**EXTRACTED ENTRIES**:
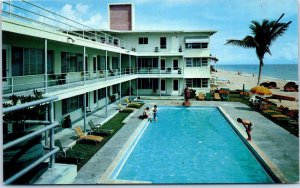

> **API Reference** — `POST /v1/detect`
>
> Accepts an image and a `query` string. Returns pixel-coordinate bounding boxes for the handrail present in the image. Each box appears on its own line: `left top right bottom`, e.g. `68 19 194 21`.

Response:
2 0 128 49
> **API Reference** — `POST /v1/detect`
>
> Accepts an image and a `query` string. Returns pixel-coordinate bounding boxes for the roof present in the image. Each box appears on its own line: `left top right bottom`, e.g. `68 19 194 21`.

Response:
101 29 217 36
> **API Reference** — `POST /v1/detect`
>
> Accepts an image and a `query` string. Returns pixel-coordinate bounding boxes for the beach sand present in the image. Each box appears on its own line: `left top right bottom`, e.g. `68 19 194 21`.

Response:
213 70 299 110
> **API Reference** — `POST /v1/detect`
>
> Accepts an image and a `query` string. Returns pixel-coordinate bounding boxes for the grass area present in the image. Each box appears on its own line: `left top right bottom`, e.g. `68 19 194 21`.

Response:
69 111 132 170
227 93 250 105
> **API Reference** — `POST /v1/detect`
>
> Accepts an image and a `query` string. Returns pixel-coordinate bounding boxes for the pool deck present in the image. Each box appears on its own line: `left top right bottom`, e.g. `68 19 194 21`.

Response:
60 98 298 184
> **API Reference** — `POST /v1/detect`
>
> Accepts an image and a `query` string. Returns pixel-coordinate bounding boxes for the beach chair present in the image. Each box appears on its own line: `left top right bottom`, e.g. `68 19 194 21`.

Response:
214 93 221 101
125 97 143 107
74 126 104 144
55 139 86 164
117 103 135 112
88 120 114 136
197 92 205 100
205 93 212 101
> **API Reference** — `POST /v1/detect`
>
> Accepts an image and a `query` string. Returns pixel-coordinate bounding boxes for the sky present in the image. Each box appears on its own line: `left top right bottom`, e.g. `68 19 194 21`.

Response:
13 0 299 65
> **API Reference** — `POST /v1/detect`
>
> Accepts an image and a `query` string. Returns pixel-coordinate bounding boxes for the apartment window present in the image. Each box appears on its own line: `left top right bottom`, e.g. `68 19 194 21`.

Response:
97 55 106 70
61 52 83 73
138 78 156 89
137 58 159 68
62 95 84 115
93 57 97 73
98 88 106 99
160 59 166 70
185 37 209 49
12 47 53 76
160 37 167 49
112 57 119 69
138 37 148 44
186 78 209 88
186 58 208 67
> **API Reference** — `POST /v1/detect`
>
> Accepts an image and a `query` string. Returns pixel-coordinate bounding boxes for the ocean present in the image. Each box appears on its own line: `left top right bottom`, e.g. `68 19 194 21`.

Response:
217 64 299 82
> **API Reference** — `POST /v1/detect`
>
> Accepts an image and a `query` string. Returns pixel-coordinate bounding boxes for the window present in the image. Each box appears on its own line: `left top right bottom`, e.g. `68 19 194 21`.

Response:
185 43 208 49
186 58 208 67
137 58 159 68
97 55 106 70
98 88 106 100
93 57 97 73
61 52 83 73
138 37 148 44
12 47 53 76
138 78 158 89
62 95 84 115
185 78 209 88
160 37 166 49
112 57 119 69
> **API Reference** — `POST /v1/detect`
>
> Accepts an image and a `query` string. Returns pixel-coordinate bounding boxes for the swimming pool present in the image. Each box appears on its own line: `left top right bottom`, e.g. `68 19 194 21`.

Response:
110 106 274 183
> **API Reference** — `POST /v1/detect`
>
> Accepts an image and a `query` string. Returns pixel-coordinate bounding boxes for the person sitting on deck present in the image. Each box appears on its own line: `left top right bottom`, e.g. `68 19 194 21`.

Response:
237 118 254 141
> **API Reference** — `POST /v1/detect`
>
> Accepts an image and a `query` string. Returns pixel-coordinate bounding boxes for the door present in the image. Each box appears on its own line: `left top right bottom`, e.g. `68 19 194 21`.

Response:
173 59 178 70
160 59 166 71
173 79 179 94
161 79 166 93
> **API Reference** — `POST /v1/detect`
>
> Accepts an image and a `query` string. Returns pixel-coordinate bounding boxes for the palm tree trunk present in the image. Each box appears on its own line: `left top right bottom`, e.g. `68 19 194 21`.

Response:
257 59 263 86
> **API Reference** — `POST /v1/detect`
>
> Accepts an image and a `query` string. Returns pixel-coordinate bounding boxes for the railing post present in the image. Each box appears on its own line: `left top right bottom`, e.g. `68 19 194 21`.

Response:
44 39 48 93
49 101 55 169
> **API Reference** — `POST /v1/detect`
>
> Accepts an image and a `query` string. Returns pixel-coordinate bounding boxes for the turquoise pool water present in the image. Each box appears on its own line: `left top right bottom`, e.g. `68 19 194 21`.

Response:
111 107 274 183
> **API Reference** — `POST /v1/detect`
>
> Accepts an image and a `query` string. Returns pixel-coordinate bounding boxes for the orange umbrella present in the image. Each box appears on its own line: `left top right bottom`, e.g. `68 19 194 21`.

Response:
250 86 272 97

**WHAT IS BEING ASKED**: Where the material contains a line with "beach", return that line.

**RESPONSE AREA**:
> Accepts an image and a `query` string. Returns pixel-coordinate bounding boxes for the beach sand present in the image. Each box appears on its own line: `left top right bottom`, e.g. `68 19 194 21`.
> Accepts an image and a `query` string. Returns pixel-coordinate bounding boxes for the beach chair present in the image. Each box appears on its own line: `left top right bottom`, e.g. `68 19 194 21`.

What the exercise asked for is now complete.